» **What the task requires**:
Render all of the rows below as a numbered list, leaving out any blank lines.

:: Records supplied

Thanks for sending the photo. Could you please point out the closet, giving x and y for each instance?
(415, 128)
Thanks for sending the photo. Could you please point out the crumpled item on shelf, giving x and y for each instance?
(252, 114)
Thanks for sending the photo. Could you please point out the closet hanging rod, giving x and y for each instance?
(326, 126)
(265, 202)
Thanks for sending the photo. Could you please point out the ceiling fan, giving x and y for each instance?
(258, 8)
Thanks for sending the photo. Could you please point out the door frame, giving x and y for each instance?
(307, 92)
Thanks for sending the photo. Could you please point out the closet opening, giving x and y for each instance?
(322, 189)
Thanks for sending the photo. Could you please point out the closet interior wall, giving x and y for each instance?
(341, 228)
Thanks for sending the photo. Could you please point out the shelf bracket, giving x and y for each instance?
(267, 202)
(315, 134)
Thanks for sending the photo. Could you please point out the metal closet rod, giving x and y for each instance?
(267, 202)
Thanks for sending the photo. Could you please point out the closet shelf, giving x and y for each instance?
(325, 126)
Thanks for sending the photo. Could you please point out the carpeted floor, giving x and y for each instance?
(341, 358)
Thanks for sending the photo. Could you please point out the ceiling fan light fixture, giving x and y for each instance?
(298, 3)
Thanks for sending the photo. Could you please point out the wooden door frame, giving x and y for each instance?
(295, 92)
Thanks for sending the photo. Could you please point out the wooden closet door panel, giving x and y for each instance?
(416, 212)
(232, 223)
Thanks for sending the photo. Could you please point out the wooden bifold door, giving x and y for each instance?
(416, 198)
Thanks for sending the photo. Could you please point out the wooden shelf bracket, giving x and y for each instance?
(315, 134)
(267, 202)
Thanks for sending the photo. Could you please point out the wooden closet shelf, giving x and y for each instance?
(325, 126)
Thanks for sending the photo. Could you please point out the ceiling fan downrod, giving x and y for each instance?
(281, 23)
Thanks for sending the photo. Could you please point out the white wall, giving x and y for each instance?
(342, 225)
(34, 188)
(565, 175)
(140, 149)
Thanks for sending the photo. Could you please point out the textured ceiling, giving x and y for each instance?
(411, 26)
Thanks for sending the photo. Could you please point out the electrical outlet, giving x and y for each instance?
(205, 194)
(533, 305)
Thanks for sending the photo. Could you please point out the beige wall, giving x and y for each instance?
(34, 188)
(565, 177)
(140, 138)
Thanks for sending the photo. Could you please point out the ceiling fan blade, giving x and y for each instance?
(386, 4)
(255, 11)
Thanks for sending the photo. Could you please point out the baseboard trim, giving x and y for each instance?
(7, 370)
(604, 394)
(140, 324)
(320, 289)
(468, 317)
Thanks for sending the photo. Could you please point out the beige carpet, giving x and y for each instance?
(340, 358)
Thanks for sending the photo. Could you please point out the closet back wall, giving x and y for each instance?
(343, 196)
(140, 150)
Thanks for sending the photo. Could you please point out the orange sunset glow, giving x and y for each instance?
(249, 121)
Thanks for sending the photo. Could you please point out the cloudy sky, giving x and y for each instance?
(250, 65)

::::

» **Exercise response**:
1. Thanks for sending the photo. Could you please point out the closet, giving x and y for each instance?
2. (415, 128)
3. Thanks for sending the photo. Could you please point out the crumpled item on shelf, giving x and y for each instance?
4. (252, 114)
5. Thanks for sending the photo. Could you please point out the closet hanging rod, giving x and y for each instance?
6. (326, 126)
7. (265, 202)
8. Thanks for sending the photo. Could you please point out the ceiling fan, giving x and y for each instance?
9. (258, 8)
10. Thanks for sending the photo. Could you please point out the door frame, giving x and y for each instance?
11. (307, 92)
12. Thanks for sending the photo. Could you please point out the closet opening, giving x and y for each instance?
13. (322, 189)
14. Thanks for sending the photo. Could you please point out the closet interior wall, giving x and y for each instance?
15. (341, 228)
16. Thanks for sending the photo. Could you please point out the shelf bracket, giving x and y for each instance?
17. (267, 202)
18. (315, 134)
19. Thanks for sending the photo. Could you please point out the metal closet rod, giving x and y for each instance?
20. (267, 202)
21. Thanks for sending the photo. Could you please point out the closet shelf, giving x and y for each instance?
22. (325, 126)
23. Thanks for sending the photo. Could you please point out the carpeted floor, giving x and y for each instance?
24. (341, 358)
25. Thanks for sending the photo. Could you please point out the ceiling fan light fixture, giving x and y for each instance?
26. (298, 3)
27. Thanks for sending the photo. Could you please point out the wooden door frame, giving x and y for each instance?
28. (295, 92)
29. Thanks for sending the photo. Could you please point out the wooden closet door panel, giving x and y for each instance?
30. (416, 212)
31. (232, 223)
32. Thanks for sending the photo. Could you please point out the wooden bifold door, giving x and y for each instance?
33. (416, 198)
34. Thanks for sending the photo. Could you please point out the wooden shelf bracket, giving x and y for each instance?
35. (315, 134)
36. (267, 202)
37. Thanks for sending the photo. Could you please point out the wooden closet shelf, giving x and y for each instance?
38. (325, 126)
39. Thanks for sending the photo. Could you please point out the ceiling fan downrod, giving x and y for each instance?
40. (281, 23)
41. Thanks for sending the photo. Could you please point out the white wall, giving x and y for each instance?
42. (342, 225)
43. (34, 188)
44. (565, 175)
45. (140, 149)
46. Thanks for sending the photo. Could you please point out the textured ceiling, giving x and y for each instance?
47. (411, 26)
48. Thanks for sending the photo. Could you please point out the electrical outlet, giving x and y for each instance?
49. (205, 194)
50. (533, 305)
51. Thanks for sending the photo. Could you please point out the beige wall, giving x and y for each instance?
52. (34, 188)
53. (565, 177)
54. (140, 138)
55. Thanks for sending the photo. Could you please point out the ceiling fan blade, giving x and y for each instance?
56. (386, 4)
57. (255, 11)
58. Thanks for sending the photo. Could you please point out the baseboard trim, giving x and y for each instance?
59. (7, 370)
60. (604, 394)
61. (140, 324)
62. (320, 289)
63. (468, 317)
64. Thanks for sending the photo. Could you please point out the beige carpet, giving x and y for each instance?
65. (340, 358)
66. Thanks for sending the photo. Could you please point out the closet back wall, giving x and y for each instance?
67. (343, 196)
68. (140, 150)
69. Thanks for sending the photo. Could you please point out the orange sunset glow, giving x and y for each instance?
70. (249, 121)
71. Thanks for sending the photo. Could you please point out the cloudy sky, giving x and y for each instance?
72. (250, 65)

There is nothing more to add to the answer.